Written exercise ▸ List the headings of all the steps in the isosceles triangle proof.

Supplied passage ▸
[BEGIN]
In ∆PQR, ST is a line such that \frac{PS}{SQ} = \frac{PT}{TR} and also \angle PST = \angle PRQ . Prove that ∆PQR is an isosceles triangle

Step 1: Understand the question and note down the given data
NOTE: In triangle PQR, \frac{PS}{SQ} = \frac{PT}{TR}
\angle PST = \angle PRQ
Step 2: Remember the converse of the basic the proportionality theorem
NOTE: If a line divides two sides of a triangle in the same ratio, then the
line is parallel to the third side.
EXAMPLE: In triangle PQR, \frac{PS}{SQ} = \frac{PT}{TR}
So, ST II QR
Step 3: Find the angles of the triangles
EXAMPLE: ST II QR, QP and PR are tranversals
Therefore, ∠ PST = ∠ PQR (Corresponding angles)
Also it is given that ∠ PST = ∠ PRQ
So, ∠ PRQ = ∠ PQR
Step 4: Prove that the Δ PQR is an isosceles triangle.
∠ PRQ = ∠ PQR (prove in step 3)
Therefore, PQ = PR ( sides opposite the equal angles)
So, Δ PQR is an isosceles triangle.
Hence proved.
[END]
Named region outline records ▸
[BEGIN]
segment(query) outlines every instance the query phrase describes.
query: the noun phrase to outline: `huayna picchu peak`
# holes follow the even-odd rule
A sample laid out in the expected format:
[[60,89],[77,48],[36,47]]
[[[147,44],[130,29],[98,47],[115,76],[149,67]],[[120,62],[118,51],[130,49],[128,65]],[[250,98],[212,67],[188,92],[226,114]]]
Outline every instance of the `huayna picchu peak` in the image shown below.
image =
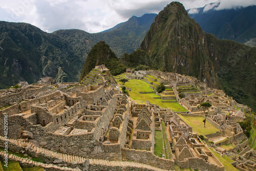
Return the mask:
[[177,2],[95,34],[0,22],[0,170],[254,170],[255,60]]
[[205,33],[180,3],[159,12],[140,48],[153,68],[195,76],[256,109],[256,48]]

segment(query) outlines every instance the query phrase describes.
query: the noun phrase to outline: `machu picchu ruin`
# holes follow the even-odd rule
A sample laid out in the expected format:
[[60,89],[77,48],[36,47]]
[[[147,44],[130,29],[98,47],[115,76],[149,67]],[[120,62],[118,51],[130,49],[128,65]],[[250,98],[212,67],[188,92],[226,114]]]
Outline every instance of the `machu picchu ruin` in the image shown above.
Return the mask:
[END]
Finished answer ▸
Step 1: Understand the question and note down the given data
Step 2: Remember the converse of the basic the proportionality theorem
Step 3: Find the angles of the triangles
Step 4: Prove that the Δ PQR is an isosceles triangle.